#### What is asked:
Put the records below into a Markdown table with two columns, Row and Line. Number each row and leave out blank lines.

※

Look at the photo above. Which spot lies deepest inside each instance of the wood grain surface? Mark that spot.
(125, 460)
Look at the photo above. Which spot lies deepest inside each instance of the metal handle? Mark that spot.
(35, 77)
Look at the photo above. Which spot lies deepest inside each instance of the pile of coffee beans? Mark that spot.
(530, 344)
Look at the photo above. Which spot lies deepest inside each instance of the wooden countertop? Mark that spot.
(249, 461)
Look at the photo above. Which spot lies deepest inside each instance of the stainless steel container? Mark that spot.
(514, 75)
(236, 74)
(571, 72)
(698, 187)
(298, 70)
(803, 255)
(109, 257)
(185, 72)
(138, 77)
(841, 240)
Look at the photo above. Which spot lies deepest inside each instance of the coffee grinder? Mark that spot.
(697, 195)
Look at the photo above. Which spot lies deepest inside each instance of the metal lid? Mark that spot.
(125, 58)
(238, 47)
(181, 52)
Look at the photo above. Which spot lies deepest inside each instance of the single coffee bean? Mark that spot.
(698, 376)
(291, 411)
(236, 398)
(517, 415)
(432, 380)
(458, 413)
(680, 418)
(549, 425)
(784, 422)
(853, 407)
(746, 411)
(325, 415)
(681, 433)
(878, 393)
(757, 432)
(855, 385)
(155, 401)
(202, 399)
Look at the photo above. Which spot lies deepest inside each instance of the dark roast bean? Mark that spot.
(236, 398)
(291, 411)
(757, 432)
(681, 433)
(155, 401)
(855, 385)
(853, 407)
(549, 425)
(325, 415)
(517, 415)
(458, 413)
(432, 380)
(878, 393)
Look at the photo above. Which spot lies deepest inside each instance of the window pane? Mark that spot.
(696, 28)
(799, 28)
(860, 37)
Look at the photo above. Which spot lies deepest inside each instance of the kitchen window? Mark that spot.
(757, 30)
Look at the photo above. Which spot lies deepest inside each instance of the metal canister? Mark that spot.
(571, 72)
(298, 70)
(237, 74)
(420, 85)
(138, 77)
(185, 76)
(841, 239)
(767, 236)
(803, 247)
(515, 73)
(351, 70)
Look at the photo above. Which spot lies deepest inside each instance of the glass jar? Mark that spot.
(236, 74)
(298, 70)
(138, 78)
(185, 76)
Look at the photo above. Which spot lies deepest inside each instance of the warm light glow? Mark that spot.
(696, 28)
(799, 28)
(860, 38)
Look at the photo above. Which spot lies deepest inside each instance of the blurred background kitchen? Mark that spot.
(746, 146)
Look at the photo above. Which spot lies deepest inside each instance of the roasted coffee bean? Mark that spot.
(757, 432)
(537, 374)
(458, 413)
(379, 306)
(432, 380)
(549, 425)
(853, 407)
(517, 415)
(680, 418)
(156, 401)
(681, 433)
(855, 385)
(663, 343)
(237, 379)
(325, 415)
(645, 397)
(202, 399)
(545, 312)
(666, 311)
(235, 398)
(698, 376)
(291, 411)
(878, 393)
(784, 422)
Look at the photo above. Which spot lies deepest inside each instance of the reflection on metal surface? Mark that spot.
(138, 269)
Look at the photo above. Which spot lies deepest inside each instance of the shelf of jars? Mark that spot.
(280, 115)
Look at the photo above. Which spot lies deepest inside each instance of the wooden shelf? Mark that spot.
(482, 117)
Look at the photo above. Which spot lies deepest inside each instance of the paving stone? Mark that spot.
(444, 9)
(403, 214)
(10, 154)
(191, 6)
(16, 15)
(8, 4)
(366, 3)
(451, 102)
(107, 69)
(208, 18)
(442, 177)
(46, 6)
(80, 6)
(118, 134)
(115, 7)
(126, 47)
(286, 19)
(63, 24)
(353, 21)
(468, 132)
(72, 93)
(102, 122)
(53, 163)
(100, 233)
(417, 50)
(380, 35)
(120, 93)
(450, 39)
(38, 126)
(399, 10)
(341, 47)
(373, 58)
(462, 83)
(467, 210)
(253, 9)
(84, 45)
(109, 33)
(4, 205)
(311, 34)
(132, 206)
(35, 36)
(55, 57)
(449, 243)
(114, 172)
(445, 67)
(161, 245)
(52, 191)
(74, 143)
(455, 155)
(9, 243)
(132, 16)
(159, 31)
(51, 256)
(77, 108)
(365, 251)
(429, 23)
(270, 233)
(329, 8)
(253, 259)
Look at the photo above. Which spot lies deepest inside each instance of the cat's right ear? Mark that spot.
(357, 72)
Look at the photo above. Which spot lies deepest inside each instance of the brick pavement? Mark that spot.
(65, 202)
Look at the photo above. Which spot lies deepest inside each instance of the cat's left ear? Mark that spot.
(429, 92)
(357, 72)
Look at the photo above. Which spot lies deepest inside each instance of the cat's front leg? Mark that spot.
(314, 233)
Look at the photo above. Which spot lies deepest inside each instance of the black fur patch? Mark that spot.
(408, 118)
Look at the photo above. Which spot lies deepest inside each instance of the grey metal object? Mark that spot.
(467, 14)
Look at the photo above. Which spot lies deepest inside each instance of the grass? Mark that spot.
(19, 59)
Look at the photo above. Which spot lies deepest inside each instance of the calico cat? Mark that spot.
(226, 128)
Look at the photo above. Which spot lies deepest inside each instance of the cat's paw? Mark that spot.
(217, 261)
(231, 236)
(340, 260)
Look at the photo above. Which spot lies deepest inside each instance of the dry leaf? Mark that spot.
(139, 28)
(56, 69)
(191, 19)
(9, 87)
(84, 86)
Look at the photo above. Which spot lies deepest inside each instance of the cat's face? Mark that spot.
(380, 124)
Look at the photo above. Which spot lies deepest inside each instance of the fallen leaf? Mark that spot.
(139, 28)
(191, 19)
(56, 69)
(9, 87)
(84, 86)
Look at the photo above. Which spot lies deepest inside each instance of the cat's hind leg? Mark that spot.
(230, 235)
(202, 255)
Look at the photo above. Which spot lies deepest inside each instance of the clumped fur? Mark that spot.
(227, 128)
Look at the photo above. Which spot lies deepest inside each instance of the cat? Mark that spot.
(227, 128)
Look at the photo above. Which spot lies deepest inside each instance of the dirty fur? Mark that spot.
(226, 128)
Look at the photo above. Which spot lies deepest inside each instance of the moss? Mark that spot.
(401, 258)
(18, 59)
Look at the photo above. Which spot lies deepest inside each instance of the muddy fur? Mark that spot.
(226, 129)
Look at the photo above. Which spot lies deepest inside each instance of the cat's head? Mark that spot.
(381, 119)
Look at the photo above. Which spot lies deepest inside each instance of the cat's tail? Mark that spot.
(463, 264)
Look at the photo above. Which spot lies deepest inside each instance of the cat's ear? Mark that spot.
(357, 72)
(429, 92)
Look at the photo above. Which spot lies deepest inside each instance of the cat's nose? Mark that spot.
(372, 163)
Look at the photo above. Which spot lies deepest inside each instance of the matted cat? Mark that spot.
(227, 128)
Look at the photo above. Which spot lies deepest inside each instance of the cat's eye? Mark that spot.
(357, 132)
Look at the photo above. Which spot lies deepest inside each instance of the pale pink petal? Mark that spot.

※

#### Exercise answer:
| Row | Line |
|---|---|
| 1 | Look at the photo above. Which spot lies deepest inside each instance of the wood grain surface? Mark that spot. |
| 2 | (125, 460) |
| 3 | Look at the photo above. Which spot lies deepest inside each instance of the metal handle? Mark that spot. |
| 4 | (35, 77) |
| 5 | Look at the photo above. Which spot lies deepest inside each instance of the pile of coffee beans? Mark that spot. |
| 6 | (530, 344) |
| 7 | Look at the photo above. Which spot lies deepest inside each instance of the wooden countertop? Mark that spot. |
| 8 | (249, 461) |
| 9 | Look at the photo above. Which spot lies deepest inside each instance of the stainless steel container? Mark that spot. |
| 10 | (514, 75) |
| 11 | (236, 74) |
| 12 | (571, 72) |
| 13 | (698, 187) |
| 14 | (298, 70) |
| 15 | (803, 255) |
| 16 | (109, 257) |
| 17 | (185, 72) |
| 18 | (138, 77) |
| 19 | (841, 240) |
| 20 | Look at the photo above. Which spot lies deepest inside each instance of the coffee grinder? Mark that spot. |
| 21 | (697, 195) |
| 22 | Look at the photo above. Which spot lies deepest inside each instance of the metal lid? Mark that spot. |
| 23 | (125, 58) |
| 24 | (238, 47) |
| 25 | (181, 52) |
| 26 | Look at the photo above. Which spot lies deepest inside each instance of the single coffee bean? Mark that spot. |
| 27 | (698, 376) |
| 28 | (291, 411) |
| 29 | (236, 398) |
| 30 | (517, 415) |
| 31 | (432, 380) |
| 32 | (458, 413) |
| 33 | (680, 418) |
| 34 | (549, 425) |
| 35 | (784, 422) |
| 36 | (853, 407) |
| 37 | (746, 411) |
| 38 | (325, 415) |
| 39 | (681, 433) |
| 40 | (878, 393) |
| 41 | (757, 432) |
| 42 | (855, 385) |
| 43 | (155, 401) |
| 44 | (202, 399) |
| 45 | Look at the photo above. Which spot lies deepest inside each instance of the dark roast bean? Mark that spot. |
| 46 | (236, 398) |
| 47 | (291, 411) |
| 48 | (757, 432) |
| 49 | (681, 433) |
| 50 | (155, 401) |
| 51 | (855, 385) |
| 52 | (853, 407) |
| 53 | (549, 425) |
| 54 | (325, 415) |
| 55 | (517, 415) |
| 56 | (458, 413) |
| 57 | (432, 380) |
| 58 | (878, 393) |
| 59 | Look at the photo above. Which spot lies deepest inside each instance of the window pane? Mark that spot. |
| 60 | (696, 28) |
| 61 | (799, 28) |
| 62 | (860, 37) |
| 63 | Look at the photo above. Which spot lies deepest inside each instance of the kitchen window? Mark that spot. |
| 64 | (757, 30) |
| 65 | Look at the photo above. Which spot lies deepest inside each instance of the metal canister? Mark that spot. |
| 66 | (571, 72) |
| 67 | (298, 70) |
| 68 | (237, 74) |
| 69 | (420, 85) |
| 70 | (138, 77) |
| 71 | (185, 76) |
| 72 | (841, 239) |
| 73 | (767, 236) |
| 74 | (803, 247) |
| 75 | (515, 73) |
| 76 | (351, 70) |
| 77 | Look at the photo above. Which spot lies deepest inside each instance of the glass jar? Mark that spot. |
| 78 | (236, 74) |
| 79 | (298, 70) |
| 80 | (138, 78) |
| 81 | (185, 76) |
| 82 | Look at the photo above. Which spot lies deepest inside each instance of the warm light glow? Mark that spot. |
| 83 | (696, 28) |
| 84 | (799, 28) |
| 85 | (860, 38) |
| 86 | Look at the photo above. Which spot lies deepest inside each instance of the blurred background kitchen? Mark that spot. |
| 87 | (746, 146) |
| 88 | Look at the photo above. Which spot lies deepest inside each instance of the roasted coffee bean? Mark that spot. |
| 89 | (757, 432) |
| 90 | (537, 374) |
| 91 | (458, 413) |
| 92 | (379, 306) |
| 93 | (432, 380) |
| 94 | (549, 425) |
| 95 | (853, 407) |
| 96 | (517, 415) |
| 97 | (680, 418) |
| 98 | (156, 401) |
| 99 | (681, 433) |
| 100 | (855, 385) |
| 101 | (663, 343) |
| 102 | (237, 379) |
| 103 | (325, 415) |
| 104 | (645, 397) |
| 105 | (202, 399) |
| 106 | (545, 312) |
| 107 | (666, 311) |
| 108 | (235, 398) |
| 109 | (698, 376) |
| 110 | (291, 411) |
| 111 | (878, 393) |
| 112 | (784, 422) |
| 113 | Look at the photo above. Which spot lies deepest inside each instance of the reflection on metal surface? Mark that spot. |
| 114 | (138, 269) |
| 115 | Look at the photo above. Which spot lies deepest inside each instance of the shelf of jars? Mark that spot. |
| 116 | (280, 115) |
| 117 | Look at the photo above. Which spot lies deepest inside each instance of the wooden shelf? Mark that spot. |
| 118 | (482, 117) |
| 119 | Look at the photo above. Which spot lies deepest inside each instance of the paving stone? Mark that spot. |
| 120 | (444, 9) |
| 121 | (403, 214) |
| 122 | (10, 154) |
| 123 | (191, 6) |
| 124 | (16, 15) |
| 125 | (8, 4) |
| 126 | (366, 3) |
| 127 | (451, 102) |
| 128 | (107, 69) |
| 129 | (208, 18) |
| 130 | (442, 177) |
| 131 | (46, 6) |
| 132 | (80, 6) |
| 133 | (118, 134) |
| 134 | (115, 7) |
| 135 | (126, 47) |
| 136 | (286, 19) |
| 137 | (63, 24) |
| 138 | (353, 21) |
| 139 | (468, 132) |
| 140 | (72, 93) |
| 141 | (102, 122) |
| 142 | (53, 163) |
| 143 | (100, 233) |
| 144 | (417, 50) |
| 145 | (380, 35) |
| 146 | (120, 93) |
| 147 | (450, 39) |
| 148 | (38, 126) |
| 149 | (399, 10) |
| 150 | (341, 47) |
| 151 | (373, 58) |
| 152 | (462, 83) |
| 153 | (467, 210) |
| 154 | (253, 9) |
| 155 | (84, 45) |
| 156 | (109, 33) |
| 157 | (4, 205) |
| 158 | (311, 34) |
| 159 | (132, 206) |
| 160 | (35, 36) |
| 161 | (55, 57) |
| 162 | (449, 243) |
| 163 | (114, 172) |
| 164 | (445, 67) |
| 165 | (161, 245) |
| 166 | (52, 191) |
| 167 | (74, 143) |
| 168 | (455, 155) |
| 169 | (9, 243) |
| 170 | (132, 16) |
| 171 | (159, 31) |
| 172 | (51, 256) |
| 173 | (77, 108) |
| 174 | (365, 251) |
| 175 | (429, 23) |
| 176 | (270, 233) |
| 177 | (329, 8) |
| 178 | (253, 259) |
| 179 | Look at the photo above. Which spot lies deepest inside each instance of the cat's right ear? Mark that spot. |
| 180 | (357, 72) |
| 181 | Look at the photo above. Which spot lies deepest inside each instance of the brick pavement? Mark that spot. |
| 182 | (65, 202) |
| 183 | Look at the photo above. Which spot lies deepest inside each instance of the cat's left ear? Mark that spot. |
| 184 | (429, 92) |
| 185 | (357, 72) |
| 186 | Look at the photo above. Which spot lies deepest inside each instance of the cat's front leg? Mark that spot. |
| 187 | (314, 233) |
| 188 | Look at the photo above. Which spot lies deepest inside each instance of the black fur patch? Mark that spot. |
| 189 | (408, 118) |
| 190 | Look at the photo above. Which spot lies deepest inside each instance of the grey metal object? Mark that spot. |
| 191 | (467, 14) |
| 192 | Look at the photo above. Which spot lies deepest inside each instance of the grass? Mark that spot. |
| 193 | (19, 59) |
| 194 | Look at the photo above. Which spot lies deepest inside each instance of the calico cat? Mark that spot. |
| 195 | (226, 128) |
| 196 | Look at the photo above. Which spot lies deepest inside each instance of the cat's paw? Mark that spot. |
| 197 | (217, 261) |
| 198 | (231, 236) |
| 199 | (340, 260) |
| 200 | Look at the photo above. Which spot lies deepest inside each instance of the dry leaf? Mark that spot. |
| 201 | (139, 28) |
| 202 | (56, 69) |
| 203 | (191, 19) |
| 204 | (9, 87) |
| 205 | (84, 86) |
| 206 | Look at the photo above. Which spot lies deepest inside each instance of the cat's face? Mark that spot. |
| 207 | (380, 124) |
| 208 | Look at the photo above. Which spot lies deepest inside each instance of the fallen leaf? Mark that spot. |
| 209 | (139, 28) |
| 210 | (191, 19) |
| 211 | (56, 69) |
| 212 | (9, 87) |
| 213 | (84, 86) |
| 214 | Look at the photo above. Which spot lies deepest inside each instance of the cat's hind leg? Mark that spot. |
| 215 | (230, 235) |
| 216 | (202, 255) |
| 217 | Look at the photo above. Which spot lies deepest inside each instance of the clumped fur? Mark that spot. |
| 218 | (227, 128) |
| 219 | Look at the photo above. Which spot lies deepest inside each instance of the cat? Mark that spot. |
| 220 | (227, 128) |
| 221 | Look at the photo above. Which spot lies deepest inside each instance of the dirty fur? Mark that spot. |
| 222 | (226, 128) |
| 223 | Look at the photo above. Which spot lies deepest inside each instance of the moss? Mark that spot. |
| 224 | (401, 258) |
| 225 | (18, 59) |
| 226 | Look at the photo above. Which spot lies deepest inside each instance of the muddy fur? Mark that spot. |
| 227 | (226, 129) |
| 228 | Look at the photo above. Which spot lies deepest inside each instance of the cat's head? Mark that spot. |
| 229 | (381, 119) |
| 230 | Look at the photo above. Which spot lies deepest inside each instance of the cat's tail? Mark that spot. |
| 231 | (463, 264) |
| 232 | Look at the photo above. Which spot lies deepest inside each instance of the cat's ear? Mark that spot. |
| 233 | (357, 72) |
| 234 | (429, 92) |
| 235 | Look at the photo above. Which spot lies deepest inside each instance of the cat's nose? Mark that spot. |
| 236 | (372, 163) |
| 237 | Look at the photo above. Which spot lies deepest inside each instance of the matted cat? Mark that spot. |
| 238 | (227, 128) |
| 239 | Look at the photo above. Which spot lies deepest inside each instance of the cat's eye? Mark that spot. |
| 240 | (357, 132) |
| 241 | Look at the photo above. Which spot lies deepest inside each instance of the pale pink petal? Mark that spot. |